* [What you will do]:
a) In the Flowell article, who fully funded the new crossing in Portsmouth?
b) Reproduce word for word the passage of the Flowell article starting at "It can also" and ending at "space for restaurants.".

Friday, 14. January 2022

New, active luminous road markings are being trialled in Portsmouth by civil engineering and transport infrastructure specialists, Colas.

The Flowell crosswalks and cycle crossings technology has been developed by Colas teams, and trialled at various sites in France, where initial feedback has shown it to be very beneficial.

The new crossing in Portsmouth, which has been fully funded by Colas, lights up when triggered by sensors.

It can also adapt according to traffic levels and needs via an interactive road management system. For example, it can be adapted to give priority to certain vehicles during specific time times of day or allocate space for a dedicated use such as temporary outdoor dining space for restaurants.

Ian Gibson, director of asset contracting  at Colas, said: “Flowell stems from a design process led by Colas teams, and it therefore benefits from our extensive technological expertise in transport infrastructure.

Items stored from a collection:

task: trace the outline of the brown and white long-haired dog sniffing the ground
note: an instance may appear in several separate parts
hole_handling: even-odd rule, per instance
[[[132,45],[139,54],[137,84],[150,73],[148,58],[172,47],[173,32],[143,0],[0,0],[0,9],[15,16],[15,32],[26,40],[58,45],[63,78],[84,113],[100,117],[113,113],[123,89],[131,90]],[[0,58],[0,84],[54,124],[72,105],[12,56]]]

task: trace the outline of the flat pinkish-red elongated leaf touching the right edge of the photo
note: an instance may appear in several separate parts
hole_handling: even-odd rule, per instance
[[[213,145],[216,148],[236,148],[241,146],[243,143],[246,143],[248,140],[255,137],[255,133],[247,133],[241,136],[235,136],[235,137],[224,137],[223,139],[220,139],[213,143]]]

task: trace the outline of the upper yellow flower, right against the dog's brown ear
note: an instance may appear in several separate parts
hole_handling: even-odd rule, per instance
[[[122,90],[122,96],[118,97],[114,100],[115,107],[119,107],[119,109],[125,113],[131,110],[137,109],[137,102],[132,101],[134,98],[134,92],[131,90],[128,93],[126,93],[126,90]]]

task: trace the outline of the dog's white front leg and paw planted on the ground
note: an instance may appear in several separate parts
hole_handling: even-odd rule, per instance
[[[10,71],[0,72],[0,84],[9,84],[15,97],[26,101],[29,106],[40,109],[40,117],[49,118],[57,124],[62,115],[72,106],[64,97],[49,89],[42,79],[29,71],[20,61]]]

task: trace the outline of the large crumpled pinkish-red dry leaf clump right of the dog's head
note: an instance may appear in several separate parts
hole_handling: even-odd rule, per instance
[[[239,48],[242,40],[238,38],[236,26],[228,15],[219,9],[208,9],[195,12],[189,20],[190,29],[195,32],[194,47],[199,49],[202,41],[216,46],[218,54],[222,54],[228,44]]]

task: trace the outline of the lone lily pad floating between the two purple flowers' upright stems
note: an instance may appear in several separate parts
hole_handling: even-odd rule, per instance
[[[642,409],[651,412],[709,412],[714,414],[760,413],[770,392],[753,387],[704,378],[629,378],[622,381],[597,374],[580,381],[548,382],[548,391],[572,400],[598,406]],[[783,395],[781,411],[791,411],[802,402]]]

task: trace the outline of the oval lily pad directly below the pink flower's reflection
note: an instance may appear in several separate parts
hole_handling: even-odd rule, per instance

* [Problem solutions]:
a) Colas fully funded it.

b)
It can also adapt according to traffic levels and needs via an interactive road management system. For example, it can be adapted to give priority to certain vehicles during specific time times of day or allocate space for a dedicated use such as temporary outdoor dining space for restaurants.